> [課題 1]
下の抽出テキストをもとに、次の問いに答えよ。
(a) この作品の発売時期はいつか。
(b) 主人公が派遣されるのは何支社か。
(c) 書き手が見たシナリオは何ルート分か。
> [課題 2] 抽出テキストのうち、「そんな時代、軍人家系に生まれ」から「意味理想的な構成ですからね。」まで(末尾の語句を含む)を、そのまま書き出せ。

==== 抽出テキスト

(執筆:2010/01/17)
げーせん18
(Unicorn-a一派の一ブランド。ゲーム性の高い作品中心。ゲーム性はともかく、バグの多さに定評有り。戦極姫で知名度アップ。。)
発売時期:2009年12月
ジャンル:戦術SLG
用途:ゲーム
舞台:仮想現代のユーラシア大陸
顕著な属性:ロボ娘
プレイのきっかけ:これ見てげーせん18がまた無茶してると思って(国際問題に発展しなくて良かった…)(プレイ前の期待得点…6点)
プレイ進捗状況:0巡目:7割ほど進めたところで修正パッチあててしまいセーブデータ無効に。1巡目:クリア 2巡目:進捗3割ほど
あらすじ:第二次大戦が史実とは異なる結末を迎えた世界。日本はユーラシア大陸の半分に及ぶ大きな勢力圏を持て余し、各地には自由と混沌の世界——つまり無政府状態が広がっていた。
そんな時代、軍人家系に生まれた主人公『乃木庄一』は、身に覚えの無い《クーデター未遂事件》で逮捕される。連邦軍の予備役として腐っていた乃木は、民間軍事請負会社“SAGE”(セージ)に活路を求め、870支社に派遣される。 しかし870支社は乃木の想像する『軍隊』とはほど遠い場所——女の子はみんな可愛いけれど、徹底した個人主義の部隊だった。(公式サイトから一部抜粋)
もう私なんぞはこの世界設定だけで割とテンション上がる。現実とかけ離れすぎると、その世界設定を理解するのが面倒だし、かといって現実に近すぎると夢が無い。こういうのは歓迎です。ちょっと強引かもですが、コンシュマーだと目立ってしまい市民団体とかの槍玉にあげられかねないこの設定も、マイナーな(失礼)エロゲメーカーだからほら、見てください、発売から4ヶ月も立つのに微塵も話題に上らない!
…で、この設定を生かした割とシリアスな物語が展開されたらいいなと淡い期待を抱いていたのですが、割と普通にエロゲエロゲしてました。
つまり、リアリティとかシリアスとかはまぁ控えめで、ぬるくてご都合主義でなんでもありな感じ。特に序盤。
ただ、物語が進んでくると、割とこの世界設定を生かしたシナリオ展開になってきて、シナリオも割とシリアスで、良かったですね。少なくとも最低レベルはクリアしていると思います。私は結局1.5ルート分のシナリオしか見てませんが、それを見た限り、個別ルートに入ると、ルートごとにシナリオ展開は全く異なるようです。これは嬉しい。
戦略面をシナリオが担当し、戦術面をゲームパートが担当しているという本作の特徴は、この手のSLGものとしてはある意味理想的な構成ですからね。
惜しむらくは、シナリオが本格的に進むのが遅すぎる点と、「この設定を活かせばもっとシナリオを掘り下げ&盛り上げられるのではないか?」と思わせる、つまり物足りなさを感じる点ですね。特に前者…。これはゲーム性とも絡むのですが、さすがに、20時間以上プレイして全くシナリオが進んだ気がしないというのはいかがなものか…。

========
==== 一覧

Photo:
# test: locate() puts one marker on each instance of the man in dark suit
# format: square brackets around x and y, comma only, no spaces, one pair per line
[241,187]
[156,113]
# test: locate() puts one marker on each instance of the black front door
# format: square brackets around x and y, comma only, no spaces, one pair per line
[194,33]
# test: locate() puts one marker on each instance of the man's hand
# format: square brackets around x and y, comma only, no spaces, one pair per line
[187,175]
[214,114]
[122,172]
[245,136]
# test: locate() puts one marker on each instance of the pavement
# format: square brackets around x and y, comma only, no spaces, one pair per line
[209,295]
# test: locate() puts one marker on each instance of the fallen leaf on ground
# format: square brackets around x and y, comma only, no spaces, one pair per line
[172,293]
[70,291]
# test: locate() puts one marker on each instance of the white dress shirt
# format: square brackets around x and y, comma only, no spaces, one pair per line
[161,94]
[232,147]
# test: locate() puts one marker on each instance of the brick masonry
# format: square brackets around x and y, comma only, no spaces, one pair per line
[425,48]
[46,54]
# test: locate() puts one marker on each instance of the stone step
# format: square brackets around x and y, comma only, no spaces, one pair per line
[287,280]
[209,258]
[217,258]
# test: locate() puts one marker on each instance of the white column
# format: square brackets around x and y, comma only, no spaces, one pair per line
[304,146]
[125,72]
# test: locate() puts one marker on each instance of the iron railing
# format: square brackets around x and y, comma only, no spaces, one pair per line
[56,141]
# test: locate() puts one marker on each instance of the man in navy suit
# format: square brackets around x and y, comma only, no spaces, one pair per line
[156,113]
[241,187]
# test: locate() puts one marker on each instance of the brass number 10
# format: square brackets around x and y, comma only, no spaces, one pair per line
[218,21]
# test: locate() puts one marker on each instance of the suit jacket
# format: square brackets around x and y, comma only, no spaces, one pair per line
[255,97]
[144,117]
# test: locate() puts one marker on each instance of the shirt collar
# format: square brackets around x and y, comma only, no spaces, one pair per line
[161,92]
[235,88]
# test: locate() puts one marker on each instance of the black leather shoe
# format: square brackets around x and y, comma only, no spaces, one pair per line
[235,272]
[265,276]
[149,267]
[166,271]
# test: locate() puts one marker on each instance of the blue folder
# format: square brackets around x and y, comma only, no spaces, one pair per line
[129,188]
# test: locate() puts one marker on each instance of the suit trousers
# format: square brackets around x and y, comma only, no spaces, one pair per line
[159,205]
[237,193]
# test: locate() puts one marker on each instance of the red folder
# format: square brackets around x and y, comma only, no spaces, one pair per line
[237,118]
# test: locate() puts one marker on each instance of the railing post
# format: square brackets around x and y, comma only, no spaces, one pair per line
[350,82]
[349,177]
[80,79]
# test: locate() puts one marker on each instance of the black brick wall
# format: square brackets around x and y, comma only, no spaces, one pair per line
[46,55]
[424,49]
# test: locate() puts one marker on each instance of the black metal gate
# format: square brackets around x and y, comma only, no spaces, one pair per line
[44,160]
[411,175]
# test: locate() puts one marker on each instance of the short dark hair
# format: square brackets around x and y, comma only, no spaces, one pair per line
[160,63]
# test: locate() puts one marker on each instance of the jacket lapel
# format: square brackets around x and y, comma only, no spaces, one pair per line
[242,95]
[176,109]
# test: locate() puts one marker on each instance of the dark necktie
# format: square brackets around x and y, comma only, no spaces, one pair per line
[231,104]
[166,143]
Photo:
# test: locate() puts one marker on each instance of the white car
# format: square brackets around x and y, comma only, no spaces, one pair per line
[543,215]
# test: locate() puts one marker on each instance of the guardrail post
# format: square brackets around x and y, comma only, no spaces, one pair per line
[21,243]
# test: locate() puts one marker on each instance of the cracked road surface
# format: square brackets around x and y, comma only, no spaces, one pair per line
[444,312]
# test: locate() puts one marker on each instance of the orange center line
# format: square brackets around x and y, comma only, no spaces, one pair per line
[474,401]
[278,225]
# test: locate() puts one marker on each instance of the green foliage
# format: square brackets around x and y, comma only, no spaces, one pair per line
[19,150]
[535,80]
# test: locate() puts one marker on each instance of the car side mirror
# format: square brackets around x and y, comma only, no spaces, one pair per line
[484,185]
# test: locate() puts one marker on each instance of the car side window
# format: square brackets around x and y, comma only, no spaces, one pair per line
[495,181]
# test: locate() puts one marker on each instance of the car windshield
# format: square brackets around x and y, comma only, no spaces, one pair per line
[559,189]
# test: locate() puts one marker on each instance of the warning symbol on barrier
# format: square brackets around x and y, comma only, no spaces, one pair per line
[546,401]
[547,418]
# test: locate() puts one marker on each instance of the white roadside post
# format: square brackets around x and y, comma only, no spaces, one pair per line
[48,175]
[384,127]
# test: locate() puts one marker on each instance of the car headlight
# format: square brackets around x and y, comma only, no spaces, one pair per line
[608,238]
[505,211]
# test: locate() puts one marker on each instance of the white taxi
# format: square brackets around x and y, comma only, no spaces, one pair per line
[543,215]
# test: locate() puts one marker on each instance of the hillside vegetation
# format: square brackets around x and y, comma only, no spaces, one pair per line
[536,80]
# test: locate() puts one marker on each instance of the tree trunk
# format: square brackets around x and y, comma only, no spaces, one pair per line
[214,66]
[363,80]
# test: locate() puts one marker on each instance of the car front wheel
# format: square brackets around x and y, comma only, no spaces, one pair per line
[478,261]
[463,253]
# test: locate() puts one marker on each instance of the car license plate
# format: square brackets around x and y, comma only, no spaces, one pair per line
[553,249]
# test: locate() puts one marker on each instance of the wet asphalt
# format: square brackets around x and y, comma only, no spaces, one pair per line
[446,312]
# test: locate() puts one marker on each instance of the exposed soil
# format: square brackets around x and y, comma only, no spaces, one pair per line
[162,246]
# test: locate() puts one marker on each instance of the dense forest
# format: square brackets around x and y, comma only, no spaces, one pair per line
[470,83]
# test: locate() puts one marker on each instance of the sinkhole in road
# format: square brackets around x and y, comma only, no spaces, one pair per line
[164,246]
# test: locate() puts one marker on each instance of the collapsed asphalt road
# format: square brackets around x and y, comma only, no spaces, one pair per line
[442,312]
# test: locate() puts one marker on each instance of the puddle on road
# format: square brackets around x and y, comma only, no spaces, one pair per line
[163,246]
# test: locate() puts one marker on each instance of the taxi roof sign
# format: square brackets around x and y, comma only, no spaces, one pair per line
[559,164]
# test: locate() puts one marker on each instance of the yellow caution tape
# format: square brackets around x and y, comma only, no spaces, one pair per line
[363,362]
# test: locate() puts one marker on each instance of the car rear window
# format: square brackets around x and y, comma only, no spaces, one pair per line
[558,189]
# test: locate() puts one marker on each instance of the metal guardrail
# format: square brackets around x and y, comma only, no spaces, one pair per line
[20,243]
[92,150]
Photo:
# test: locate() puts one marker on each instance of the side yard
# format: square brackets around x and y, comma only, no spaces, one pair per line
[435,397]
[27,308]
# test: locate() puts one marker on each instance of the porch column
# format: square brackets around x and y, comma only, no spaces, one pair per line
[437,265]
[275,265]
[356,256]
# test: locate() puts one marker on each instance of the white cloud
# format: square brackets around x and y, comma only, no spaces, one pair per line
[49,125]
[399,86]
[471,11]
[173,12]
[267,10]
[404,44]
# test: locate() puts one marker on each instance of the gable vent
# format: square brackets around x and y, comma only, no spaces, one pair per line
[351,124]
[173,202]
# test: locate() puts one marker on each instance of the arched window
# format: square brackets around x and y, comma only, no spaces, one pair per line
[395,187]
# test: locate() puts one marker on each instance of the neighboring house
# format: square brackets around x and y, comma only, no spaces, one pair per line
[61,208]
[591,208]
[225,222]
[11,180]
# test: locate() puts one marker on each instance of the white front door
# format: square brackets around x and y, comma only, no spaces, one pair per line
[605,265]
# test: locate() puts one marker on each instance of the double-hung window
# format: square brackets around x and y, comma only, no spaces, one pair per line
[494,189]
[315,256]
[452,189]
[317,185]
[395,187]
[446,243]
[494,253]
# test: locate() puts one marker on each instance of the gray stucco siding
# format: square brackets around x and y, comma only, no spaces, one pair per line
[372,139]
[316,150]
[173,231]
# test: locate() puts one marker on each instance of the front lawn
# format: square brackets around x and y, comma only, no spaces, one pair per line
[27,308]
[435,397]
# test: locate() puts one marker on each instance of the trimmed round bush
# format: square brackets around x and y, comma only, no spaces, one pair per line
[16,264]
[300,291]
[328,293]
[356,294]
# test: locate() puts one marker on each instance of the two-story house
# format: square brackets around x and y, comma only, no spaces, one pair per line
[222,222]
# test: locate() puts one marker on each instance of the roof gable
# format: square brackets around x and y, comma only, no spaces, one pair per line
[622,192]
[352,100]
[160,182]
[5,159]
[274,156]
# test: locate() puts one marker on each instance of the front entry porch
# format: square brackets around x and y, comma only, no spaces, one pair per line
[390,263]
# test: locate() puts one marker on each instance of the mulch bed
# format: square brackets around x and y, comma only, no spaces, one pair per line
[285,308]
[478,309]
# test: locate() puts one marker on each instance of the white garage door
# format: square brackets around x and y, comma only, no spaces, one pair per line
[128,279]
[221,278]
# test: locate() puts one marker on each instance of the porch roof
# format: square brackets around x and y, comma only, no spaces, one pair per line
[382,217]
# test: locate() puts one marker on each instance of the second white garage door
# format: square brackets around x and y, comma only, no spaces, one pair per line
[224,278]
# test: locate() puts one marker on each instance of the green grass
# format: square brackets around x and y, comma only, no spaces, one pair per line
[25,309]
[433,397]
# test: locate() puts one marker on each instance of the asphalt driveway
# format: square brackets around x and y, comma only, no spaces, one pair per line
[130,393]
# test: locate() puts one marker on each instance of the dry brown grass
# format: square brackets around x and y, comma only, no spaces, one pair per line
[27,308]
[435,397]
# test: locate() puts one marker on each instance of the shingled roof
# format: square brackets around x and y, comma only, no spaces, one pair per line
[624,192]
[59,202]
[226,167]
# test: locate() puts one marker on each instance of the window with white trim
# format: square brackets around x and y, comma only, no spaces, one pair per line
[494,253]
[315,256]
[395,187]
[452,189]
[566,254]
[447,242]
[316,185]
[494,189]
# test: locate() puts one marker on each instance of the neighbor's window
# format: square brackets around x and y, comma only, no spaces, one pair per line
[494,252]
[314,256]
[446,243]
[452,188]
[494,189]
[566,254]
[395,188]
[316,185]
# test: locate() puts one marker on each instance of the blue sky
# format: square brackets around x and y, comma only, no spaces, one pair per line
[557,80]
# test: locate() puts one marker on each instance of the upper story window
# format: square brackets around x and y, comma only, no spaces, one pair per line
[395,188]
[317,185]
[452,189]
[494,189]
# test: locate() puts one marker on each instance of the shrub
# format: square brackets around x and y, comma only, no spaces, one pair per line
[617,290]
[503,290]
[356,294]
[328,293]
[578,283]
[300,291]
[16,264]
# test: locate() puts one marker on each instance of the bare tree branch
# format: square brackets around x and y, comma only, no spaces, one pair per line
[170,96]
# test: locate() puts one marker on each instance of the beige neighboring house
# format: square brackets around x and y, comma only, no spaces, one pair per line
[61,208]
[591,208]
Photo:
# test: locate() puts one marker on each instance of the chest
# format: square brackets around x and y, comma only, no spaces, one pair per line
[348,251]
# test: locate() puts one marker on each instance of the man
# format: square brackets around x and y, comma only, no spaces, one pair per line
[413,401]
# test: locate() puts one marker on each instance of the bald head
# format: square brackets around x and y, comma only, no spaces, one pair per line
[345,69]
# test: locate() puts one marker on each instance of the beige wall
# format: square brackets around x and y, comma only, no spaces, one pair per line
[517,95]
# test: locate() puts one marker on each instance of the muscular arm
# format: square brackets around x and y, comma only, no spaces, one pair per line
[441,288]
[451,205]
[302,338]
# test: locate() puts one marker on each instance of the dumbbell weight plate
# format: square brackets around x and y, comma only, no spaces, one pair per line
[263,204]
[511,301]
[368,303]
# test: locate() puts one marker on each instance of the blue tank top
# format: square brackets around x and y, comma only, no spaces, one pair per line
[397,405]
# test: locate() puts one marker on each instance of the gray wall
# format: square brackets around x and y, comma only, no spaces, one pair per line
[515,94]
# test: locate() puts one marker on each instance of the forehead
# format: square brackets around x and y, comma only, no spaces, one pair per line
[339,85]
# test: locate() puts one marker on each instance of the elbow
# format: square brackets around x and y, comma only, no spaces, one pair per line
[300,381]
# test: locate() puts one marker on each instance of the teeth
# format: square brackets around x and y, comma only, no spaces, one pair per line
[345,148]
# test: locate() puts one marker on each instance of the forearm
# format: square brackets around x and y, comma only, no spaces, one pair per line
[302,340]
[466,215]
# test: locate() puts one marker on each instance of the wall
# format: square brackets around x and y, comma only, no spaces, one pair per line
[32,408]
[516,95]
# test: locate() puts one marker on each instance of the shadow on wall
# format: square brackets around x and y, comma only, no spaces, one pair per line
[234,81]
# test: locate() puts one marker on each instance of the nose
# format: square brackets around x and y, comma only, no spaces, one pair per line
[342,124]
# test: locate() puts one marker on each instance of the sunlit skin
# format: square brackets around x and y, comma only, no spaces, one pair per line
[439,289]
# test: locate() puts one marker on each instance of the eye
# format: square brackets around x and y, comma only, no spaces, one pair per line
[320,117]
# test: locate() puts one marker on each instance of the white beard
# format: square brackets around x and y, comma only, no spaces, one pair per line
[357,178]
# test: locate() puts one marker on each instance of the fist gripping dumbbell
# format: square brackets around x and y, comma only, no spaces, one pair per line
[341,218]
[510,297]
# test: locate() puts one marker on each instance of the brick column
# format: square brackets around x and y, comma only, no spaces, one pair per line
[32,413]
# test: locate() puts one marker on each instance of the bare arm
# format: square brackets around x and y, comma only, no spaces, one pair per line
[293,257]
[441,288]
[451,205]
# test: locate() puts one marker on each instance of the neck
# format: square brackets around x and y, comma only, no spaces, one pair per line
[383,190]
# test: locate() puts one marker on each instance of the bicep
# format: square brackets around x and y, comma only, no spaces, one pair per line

========

> [解答 1]
(a) 2009年12月
(b) 870支社
(c) 1.5ルート分

> [解答 2]
そんな時代、軍人家系に生まれた主人公『乃木庄一』は、身に覚えの無い《クーデター未遂事件》で逮捕される。連邦軍の予備役として腐っていた乃木は、民間軍事請負会社“SAGE”(セージ)に活路を求め、870支社に派遣される。 しかし870支社は乃木の想像する『軍隊』とはほど遠い場所——女の子はみんな可愛いけれど、徹底した個人主義の部隊だった。(公式サイトから一部抜粋)
もう私なんぞはこの世界設定だけで割とテンション上がる。現実とかけ離れすぎると、その世界設定を理解するのが面倒だし、かといって現実に近すぎると夢が無い。こういうのは歓迎です。ちょっと強引かもですが、コンシュマーだと目立ってしまい市民団体とかの槍玉にあげられかねないこの設定も、マイナーな(失礼)エロゲメーカーだからほら、見てください、発売から4ヶ月も立つのに微塵も話題に上らない!
…で、この設定を生かした割とシリアスな物語が展開されたらいいなと淡い期待を抱いていたのですが、割と普通にエロゲエロゲしてました。
つまり、リアリティとかシリアスとかはまぁ控えめで、ぬるくてご都合主義でなんでもありな感じ。特に序盤。
ただ、物語が進んでくると、割とこの世界設定を生かしたシナリオ展開になってきて、シナリオも割とシリアスで、良かったですね。少なくとも最低レベルはクリアしていると思います。私は結局1.5ルート分のシナリオしか見てませんが、それを見た限り、個別ルートに入ると、ルートごとにシナリオ展開は全く異なるようです。これは嬉しい。
戦略面をシナリオが担当し、戦術面をゲームパートが担当しているという本作の特徴は、この手のSLGものとしてはある意味理想的な構成ですからね。